**Assigned task:** Your answer should be the lines of the data below that contain "white".
Start of Block
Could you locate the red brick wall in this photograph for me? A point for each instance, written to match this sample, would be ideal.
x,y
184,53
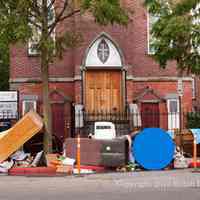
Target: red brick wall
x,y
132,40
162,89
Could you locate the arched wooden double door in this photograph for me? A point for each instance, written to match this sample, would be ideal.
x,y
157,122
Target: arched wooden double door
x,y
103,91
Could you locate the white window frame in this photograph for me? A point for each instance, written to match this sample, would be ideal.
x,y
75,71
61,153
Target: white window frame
End of Block
Start of Block
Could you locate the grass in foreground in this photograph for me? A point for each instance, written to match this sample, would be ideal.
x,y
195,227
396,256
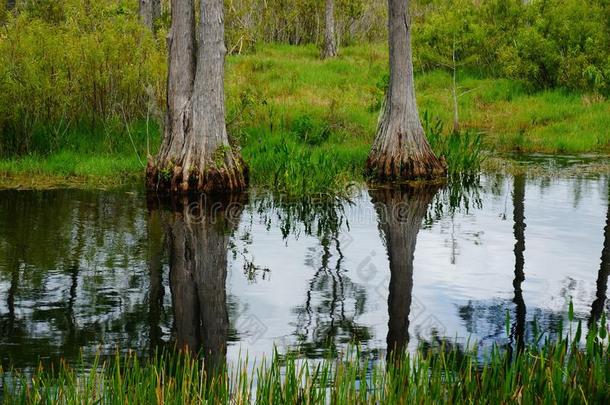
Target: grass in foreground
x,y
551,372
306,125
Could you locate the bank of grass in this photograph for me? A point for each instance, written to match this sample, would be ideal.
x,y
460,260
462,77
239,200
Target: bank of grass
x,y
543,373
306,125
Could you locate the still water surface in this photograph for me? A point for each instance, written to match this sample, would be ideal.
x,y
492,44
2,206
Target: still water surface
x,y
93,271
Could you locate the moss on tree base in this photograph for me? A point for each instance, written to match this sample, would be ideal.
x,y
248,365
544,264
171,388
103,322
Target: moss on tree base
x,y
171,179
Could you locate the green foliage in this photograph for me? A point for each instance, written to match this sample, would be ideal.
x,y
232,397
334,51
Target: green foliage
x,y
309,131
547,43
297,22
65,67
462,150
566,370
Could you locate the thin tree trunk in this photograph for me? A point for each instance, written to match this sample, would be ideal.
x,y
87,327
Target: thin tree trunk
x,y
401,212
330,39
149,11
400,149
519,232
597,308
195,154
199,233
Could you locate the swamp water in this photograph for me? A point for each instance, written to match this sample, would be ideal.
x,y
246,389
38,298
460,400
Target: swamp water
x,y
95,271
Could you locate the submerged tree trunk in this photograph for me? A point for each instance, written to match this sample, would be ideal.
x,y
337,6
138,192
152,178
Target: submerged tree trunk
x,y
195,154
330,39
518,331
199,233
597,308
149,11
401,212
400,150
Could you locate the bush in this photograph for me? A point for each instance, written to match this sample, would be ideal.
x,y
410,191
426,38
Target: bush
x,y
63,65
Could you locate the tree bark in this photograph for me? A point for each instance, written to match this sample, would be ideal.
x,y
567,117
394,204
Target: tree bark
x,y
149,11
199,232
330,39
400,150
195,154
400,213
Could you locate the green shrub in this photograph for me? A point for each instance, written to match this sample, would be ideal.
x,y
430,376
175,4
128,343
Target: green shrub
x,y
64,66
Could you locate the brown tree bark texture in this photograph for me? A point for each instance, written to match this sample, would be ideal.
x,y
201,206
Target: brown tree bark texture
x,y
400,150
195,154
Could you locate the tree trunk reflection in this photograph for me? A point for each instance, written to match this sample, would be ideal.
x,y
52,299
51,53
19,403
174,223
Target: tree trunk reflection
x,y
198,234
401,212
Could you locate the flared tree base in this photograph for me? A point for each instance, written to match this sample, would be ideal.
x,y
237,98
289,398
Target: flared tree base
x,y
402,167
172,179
End of Block
**Answer area:**
Could you locate the white window frame in this photograph for me? A point for each instance, written to match this sample, would be ideal.
Target: white window frame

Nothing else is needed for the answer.